_TASK TO CARRY OUT_. Print the listing below from the line containing "like [[258, 606]]." through the line containing "[[367, 251]]", including both of those lines, with every character unchanged.

_DATA LISTING_.
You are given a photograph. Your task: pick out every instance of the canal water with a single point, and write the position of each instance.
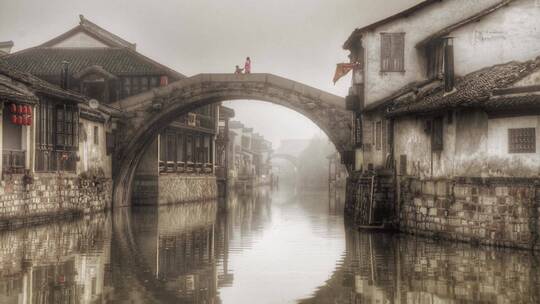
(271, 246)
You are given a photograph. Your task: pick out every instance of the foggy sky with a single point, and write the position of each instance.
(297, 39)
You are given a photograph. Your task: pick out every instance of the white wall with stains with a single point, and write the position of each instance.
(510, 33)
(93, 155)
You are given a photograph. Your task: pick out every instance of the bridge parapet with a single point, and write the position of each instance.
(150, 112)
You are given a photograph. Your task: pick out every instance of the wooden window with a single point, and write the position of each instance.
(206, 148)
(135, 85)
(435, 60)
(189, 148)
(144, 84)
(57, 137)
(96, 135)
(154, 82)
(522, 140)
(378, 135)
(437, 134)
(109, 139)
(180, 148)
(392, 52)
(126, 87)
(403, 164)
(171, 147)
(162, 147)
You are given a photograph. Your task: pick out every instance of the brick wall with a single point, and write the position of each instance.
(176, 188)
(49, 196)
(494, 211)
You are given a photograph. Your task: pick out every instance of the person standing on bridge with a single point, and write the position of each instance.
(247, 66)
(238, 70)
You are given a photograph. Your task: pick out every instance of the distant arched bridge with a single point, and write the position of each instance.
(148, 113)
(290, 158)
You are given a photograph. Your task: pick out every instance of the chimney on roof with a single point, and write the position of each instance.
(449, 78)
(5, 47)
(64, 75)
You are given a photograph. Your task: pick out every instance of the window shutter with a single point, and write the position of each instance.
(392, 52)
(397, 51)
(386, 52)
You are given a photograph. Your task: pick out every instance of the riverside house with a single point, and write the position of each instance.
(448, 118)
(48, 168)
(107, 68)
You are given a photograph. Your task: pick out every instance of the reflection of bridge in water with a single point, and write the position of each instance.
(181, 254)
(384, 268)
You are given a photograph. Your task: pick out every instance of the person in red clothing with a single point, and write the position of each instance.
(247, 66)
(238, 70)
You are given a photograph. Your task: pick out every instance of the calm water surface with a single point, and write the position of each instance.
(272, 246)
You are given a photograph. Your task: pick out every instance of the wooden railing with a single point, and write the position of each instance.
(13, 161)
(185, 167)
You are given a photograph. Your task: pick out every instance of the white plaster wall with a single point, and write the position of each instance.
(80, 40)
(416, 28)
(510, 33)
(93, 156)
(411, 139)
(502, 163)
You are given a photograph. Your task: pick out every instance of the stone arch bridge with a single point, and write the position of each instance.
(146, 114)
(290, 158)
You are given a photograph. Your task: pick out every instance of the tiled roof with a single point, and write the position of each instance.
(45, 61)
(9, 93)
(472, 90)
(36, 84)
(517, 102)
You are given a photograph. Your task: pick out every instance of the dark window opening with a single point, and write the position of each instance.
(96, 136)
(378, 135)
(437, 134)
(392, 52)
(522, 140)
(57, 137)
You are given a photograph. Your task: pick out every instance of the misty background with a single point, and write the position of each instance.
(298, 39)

---

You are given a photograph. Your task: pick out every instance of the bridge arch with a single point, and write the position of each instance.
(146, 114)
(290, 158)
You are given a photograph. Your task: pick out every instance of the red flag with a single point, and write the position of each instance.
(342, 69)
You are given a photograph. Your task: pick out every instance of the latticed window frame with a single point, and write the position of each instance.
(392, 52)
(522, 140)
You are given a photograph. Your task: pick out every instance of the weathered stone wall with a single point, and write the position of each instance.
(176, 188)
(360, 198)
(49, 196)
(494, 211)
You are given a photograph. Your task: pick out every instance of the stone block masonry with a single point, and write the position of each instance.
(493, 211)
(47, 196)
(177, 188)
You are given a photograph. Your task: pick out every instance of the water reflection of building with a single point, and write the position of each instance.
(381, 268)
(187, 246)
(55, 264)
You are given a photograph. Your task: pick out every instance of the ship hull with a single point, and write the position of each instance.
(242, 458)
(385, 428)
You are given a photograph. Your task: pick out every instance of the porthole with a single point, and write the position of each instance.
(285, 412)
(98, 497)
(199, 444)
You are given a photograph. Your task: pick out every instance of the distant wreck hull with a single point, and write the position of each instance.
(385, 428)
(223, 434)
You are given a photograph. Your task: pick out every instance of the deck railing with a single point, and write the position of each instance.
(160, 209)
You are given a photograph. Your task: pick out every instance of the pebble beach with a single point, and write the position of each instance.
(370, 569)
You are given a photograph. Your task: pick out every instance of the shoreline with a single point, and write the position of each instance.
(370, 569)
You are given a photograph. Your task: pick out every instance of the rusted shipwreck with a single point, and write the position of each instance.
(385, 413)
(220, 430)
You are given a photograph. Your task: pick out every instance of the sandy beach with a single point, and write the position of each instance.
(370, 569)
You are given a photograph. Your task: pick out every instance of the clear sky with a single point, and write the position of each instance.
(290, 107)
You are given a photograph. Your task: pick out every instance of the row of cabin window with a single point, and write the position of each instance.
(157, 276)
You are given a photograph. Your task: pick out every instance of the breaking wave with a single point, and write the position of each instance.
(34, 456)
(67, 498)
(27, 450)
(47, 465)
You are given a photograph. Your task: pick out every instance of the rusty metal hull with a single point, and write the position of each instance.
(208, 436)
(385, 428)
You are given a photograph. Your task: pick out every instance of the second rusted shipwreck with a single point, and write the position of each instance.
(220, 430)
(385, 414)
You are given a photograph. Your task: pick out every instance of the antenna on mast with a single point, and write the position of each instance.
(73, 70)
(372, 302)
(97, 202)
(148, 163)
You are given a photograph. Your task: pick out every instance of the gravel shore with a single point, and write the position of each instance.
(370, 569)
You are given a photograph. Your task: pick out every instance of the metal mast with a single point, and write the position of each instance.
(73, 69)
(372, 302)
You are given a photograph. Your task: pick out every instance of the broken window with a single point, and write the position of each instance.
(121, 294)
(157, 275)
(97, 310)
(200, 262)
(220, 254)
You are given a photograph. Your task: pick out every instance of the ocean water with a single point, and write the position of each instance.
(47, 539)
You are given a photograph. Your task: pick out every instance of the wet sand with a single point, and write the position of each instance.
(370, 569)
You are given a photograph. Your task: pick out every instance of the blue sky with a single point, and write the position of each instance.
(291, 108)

---

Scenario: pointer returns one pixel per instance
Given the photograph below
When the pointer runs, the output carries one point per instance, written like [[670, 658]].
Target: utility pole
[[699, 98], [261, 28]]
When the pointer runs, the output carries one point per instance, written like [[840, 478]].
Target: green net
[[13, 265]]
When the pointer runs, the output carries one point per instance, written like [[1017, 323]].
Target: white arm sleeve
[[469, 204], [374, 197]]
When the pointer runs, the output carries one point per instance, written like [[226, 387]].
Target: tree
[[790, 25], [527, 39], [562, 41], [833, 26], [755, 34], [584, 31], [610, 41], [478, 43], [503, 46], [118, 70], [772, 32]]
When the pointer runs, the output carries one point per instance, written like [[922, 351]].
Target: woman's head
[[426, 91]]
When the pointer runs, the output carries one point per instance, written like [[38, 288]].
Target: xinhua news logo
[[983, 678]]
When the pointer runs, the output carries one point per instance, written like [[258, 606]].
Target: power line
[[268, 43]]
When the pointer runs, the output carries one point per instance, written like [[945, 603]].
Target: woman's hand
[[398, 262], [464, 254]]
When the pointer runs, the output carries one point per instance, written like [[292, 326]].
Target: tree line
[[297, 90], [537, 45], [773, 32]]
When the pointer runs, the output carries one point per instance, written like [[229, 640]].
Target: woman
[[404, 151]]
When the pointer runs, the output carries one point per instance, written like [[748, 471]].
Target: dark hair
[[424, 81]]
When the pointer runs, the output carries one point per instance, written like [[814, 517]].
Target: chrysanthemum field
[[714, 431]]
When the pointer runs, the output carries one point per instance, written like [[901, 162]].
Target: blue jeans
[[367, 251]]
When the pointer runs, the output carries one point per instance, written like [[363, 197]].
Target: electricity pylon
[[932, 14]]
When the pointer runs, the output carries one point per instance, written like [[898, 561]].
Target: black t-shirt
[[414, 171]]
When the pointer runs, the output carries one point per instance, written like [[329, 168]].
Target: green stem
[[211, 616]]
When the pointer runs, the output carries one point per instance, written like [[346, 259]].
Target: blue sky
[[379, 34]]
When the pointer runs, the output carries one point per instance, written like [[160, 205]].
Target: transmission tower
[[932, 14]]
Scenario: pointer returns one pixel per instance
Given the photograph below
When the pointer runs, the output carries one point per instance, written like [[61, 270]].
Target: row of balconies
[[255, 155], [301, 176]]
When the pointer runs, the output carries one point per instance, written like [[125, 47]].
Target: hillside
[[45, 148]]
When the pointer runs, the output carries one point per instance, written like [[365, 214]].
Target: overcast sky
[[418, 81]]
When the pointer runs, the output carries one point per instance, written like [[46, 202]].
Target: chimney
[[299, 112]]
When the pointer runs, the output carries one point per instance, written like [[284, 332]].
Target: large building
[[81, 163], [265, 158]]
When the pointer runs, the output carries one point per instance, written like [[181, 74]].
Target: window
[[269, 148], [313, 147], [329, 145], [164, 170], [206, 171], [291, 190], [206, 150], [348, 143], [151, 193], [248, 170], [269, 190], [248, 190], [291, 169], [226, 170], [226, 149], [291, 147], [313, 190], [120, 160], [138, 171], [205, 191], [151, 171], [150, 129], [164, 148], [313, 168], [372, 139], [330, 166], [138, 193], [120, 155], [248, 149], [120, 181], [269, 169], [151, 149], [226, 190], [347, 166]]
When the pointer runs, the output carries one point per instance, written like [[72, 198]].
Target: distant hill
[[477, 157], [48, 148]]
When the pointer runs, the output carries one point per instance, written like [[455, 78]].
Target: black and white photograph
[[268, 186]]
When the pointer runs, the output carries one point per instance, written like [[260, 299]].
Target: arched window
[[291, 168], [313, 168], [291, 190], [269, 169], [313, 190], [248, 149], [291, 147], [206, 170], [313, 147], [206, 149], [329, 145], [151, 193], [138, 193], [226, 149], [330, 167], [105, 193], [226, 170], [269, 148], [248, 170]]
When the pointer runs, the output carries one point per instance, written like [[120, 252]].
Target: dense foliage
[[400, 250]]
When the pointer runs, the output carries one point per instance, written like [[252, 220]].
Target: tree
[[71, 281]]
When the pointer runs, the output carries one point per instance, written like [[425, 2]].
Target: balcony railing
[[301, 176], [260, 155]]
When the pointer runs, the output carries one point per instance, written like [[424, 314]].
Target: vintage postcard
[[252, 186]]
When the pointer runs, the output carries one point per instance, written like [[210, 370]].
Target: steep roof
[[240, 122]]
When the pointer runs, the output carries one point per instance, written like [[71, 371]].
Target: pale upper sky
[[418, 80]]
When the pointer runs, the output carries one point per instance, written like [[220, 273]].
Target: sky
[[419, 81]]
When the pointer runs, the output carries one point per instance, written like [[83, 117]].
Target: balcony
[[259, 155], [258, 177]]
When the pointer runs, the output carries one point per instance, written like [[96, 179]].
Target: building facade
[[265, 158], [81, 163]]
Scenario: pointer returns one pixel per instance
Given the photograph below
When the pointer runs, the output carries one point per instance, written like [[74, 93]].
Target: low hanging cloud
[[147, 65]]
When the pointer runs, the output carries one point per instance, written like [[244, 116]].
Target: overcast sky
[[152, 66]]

_WRITTEN REPLY_.
When the pointer runs, the output carries one point per instance, written like [[258, 606]].
Target: power line
[[268, 43]]
When the pointer runs, the output carries one point per instance, written like [[945, 603]].
Target: woman's hand
[[398, 262], [464, 254]]
When the pointer runs, the output carries one point per instance, written like [[292, 326]].
Target: tree line
[[297, 90], [537, 45], [773, 32]]
When the pointer runs, the output carries one point per instance, written like [[229, 640]].
Target: woman
[[404, 151]]
When the pointer runs, the output carries one point per instance, written like [[748, 471]].
Target: dark hair
[[424, 81]]
When the pointer runs, the output carries one point per instance, written like [[814, 517]].
Target: chrysanthemum field
[[714, 431]]
When the pointer runs, the output carries one point per instance, written like [[901, 162]].
Target: blue jeans
[[367, 251]]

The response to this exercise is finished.